Rewrite all the records below, swapping "instance" for "occurrence" wherever it occurs and keeping everything else the same.

====== LISTING ======

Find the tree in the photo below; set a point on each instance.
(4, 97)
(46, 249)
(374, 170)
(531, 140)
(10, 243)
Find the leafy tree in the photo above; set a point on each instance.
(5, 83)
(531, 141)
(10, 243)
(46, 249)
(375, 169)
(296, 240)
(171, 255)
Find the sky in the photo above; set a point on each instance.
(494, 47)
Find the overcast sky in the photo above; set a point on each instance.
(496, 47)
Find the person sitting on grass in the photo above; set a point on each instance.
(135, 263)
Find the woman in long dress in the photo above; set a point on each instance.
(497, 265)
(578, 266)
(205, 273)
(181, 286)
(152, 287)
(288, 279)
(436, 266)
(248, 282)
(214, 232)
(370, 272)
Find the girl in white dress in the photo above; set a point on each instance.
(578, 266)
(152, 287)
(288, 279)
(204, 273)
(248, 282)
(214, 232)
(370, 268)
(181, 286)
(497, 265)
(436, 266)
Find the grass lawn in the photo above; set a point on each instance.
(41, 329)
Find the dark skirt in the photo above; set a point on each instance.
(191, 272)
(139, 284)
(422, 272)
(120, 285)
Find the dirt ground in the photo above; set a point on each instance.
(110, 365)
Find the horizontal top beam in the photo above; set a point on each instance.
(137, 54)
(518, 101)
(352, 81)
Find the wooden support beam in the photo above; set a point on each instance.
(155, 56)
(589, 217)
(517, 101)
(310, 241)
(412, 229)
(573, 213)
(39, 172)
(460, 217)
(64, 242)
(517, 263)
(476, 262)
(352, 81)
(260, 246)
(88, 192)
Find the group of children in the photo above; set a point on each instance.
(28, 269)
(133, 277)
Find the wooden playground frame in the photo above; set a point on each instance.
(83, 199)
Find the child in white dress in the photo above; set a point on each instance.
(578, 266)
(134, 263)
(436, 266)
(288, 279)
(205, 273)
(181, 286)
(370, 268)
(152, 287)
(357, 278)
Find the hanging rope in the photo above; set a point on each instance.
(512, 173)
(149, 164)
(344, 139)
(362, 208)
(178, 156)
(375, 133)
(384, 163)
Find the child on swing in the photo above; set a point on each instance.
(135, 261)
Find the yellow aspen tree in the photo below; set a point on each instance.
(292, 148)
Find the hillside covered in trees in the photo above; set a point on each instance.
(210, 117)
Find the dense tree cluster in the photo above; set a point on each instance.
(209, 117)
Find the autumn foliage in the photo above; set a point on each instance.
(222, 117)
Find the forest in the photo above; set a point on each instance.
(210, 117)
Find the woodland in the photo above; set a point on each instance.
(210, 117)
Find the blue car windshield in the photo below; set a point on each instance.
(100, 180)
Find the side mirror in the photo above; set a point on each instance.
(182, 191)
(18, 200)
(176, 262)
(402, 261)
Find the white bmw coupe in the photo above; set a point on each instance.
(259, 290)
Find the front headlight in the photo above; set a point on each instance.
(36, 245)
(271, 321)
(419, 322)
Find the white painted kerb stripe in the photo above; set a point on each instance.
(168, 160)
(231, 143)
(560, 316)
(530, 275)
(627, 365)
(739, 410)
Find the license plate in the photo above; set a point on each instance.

======

## THE SOLUTION
Find the tree in the photo below; set a point on each occurrence.
(4, 97)
(46, 249)
(374, 170)
(531, 140)
(10, 243)
Find the leafy tree in the photo above; set a point on each occurrence.
(5, 83)
(531, 141)
(10, 243)
(46, 249)
(375, 169)
(296, 240)
(171, 255)
Find the sky in the photo above; set a point on each occurrence.
(494, 47)
Find the overcast sky in the photo above; set a point on each occurrence.
(496, 47)
Find the person sitting on grass in the photo above; set a point on each occurrence.
(135, 263)
Find the woman in long dress in the photo above; set a point on each occurrence.
(497, 265)
(578, 266)
(205, 273)
(181, 286)
(152, 287)
(288, 279)
(436, 266)
(248, 282)
(214, 232)
(370, 272)
Find the girl in white dress in the photo above; set a point on each occurrence.
(578, 266)
(152, 287)
(288, 279)
(204, 273)
(248, 282)
(214, 232)
(370, 268)
(181, 286)
(497, 265)
(436, 266)
Find the grass lawn in the photo above; set a point on each occurrence.
(41, 329)
Find the dark skirt in the photo above; set a point on each occurrence.
(191, 272)
(139, 284)
(422, 272)
(120, 285)
Find the dirt ground in the photo above; set a point on each occurrence.
(110, 365)
Find the horizontal top beam in the photo above; set a point on each occurrence.
(137, 54)
(518, 101)
(352, 81)
Find the wooden support beam in the photo above; set a point on each occurrence.
(155, 56)
(589, 217)
(517, 101)
(310, 241)
(412, 229)
(573, 213)
(39, 172)
(460, 217)
(64, 242)
(517, 263)
(476, 262)
(352, 81)
(260, 246)
(88, 192)
Find the group of children in the photo above; set a point on each occurrence.
(28, 269)
(133, 277)
Find the wooden playground frame in the photo above; set a point on each occurrence.
(83, 199)
Find the child in white dress in the photo above; set a point on each occurrence.
(578, 266)
(134, 263)
(436, 266)
(288, 279)
(205, 273)
(181, 286)
(370, 268)
(152, 287)
(357, 278)
Find the hanging rope in the photo above; set a point on each occurrence.
(512, 173)
(149, 164)
(344, 139)
(362, 208)
(178, 156)
(375, 133)
(384, 163)
Find the child on swing in the photo above; set a point on each occurrence.
(135, 261)
Find the yellow aspen tree in the photo below; set a point on each occurrence.
(292, 148)
Find the hillside covered in trees in the photo above; set a point on each occurrence.
(210, 117)
Find the dense tree cluster in the photo above; set a point on each occurrence.
(209, 117)
Find the autumn foliage in the photo above; set a point on each occurrence.
(222, 117)
Find the forest in the photo above; set a point on each occurrence.
(210, 117)
Find the woodland in the photo above; set a point on each occurrence.
(210, 117)
Find the blue car windshield in the photo below; set a point on each occurrence.
(100, 180)
Find the side mirror in the photo above; set a point on each occurrence.
(182, 191)
(18, 200)
(176, 262)
(402, 261)
Find the white bmw coupe in the photo above; set a point on each occurrence.
(259, 290)
Find the front headlight in the photo above; set a point on each occurrence.
(36, 245)
(271, 321)
(419, 322)
Find the white painted kerb stripe in the photo above; set a point on each occurrence.
(168, 160)
(231, 143)
(560, 316)
(530, 275)
(627, 365)
(739, 410)
Find the license plate in the photo above; set a point on each occurrence.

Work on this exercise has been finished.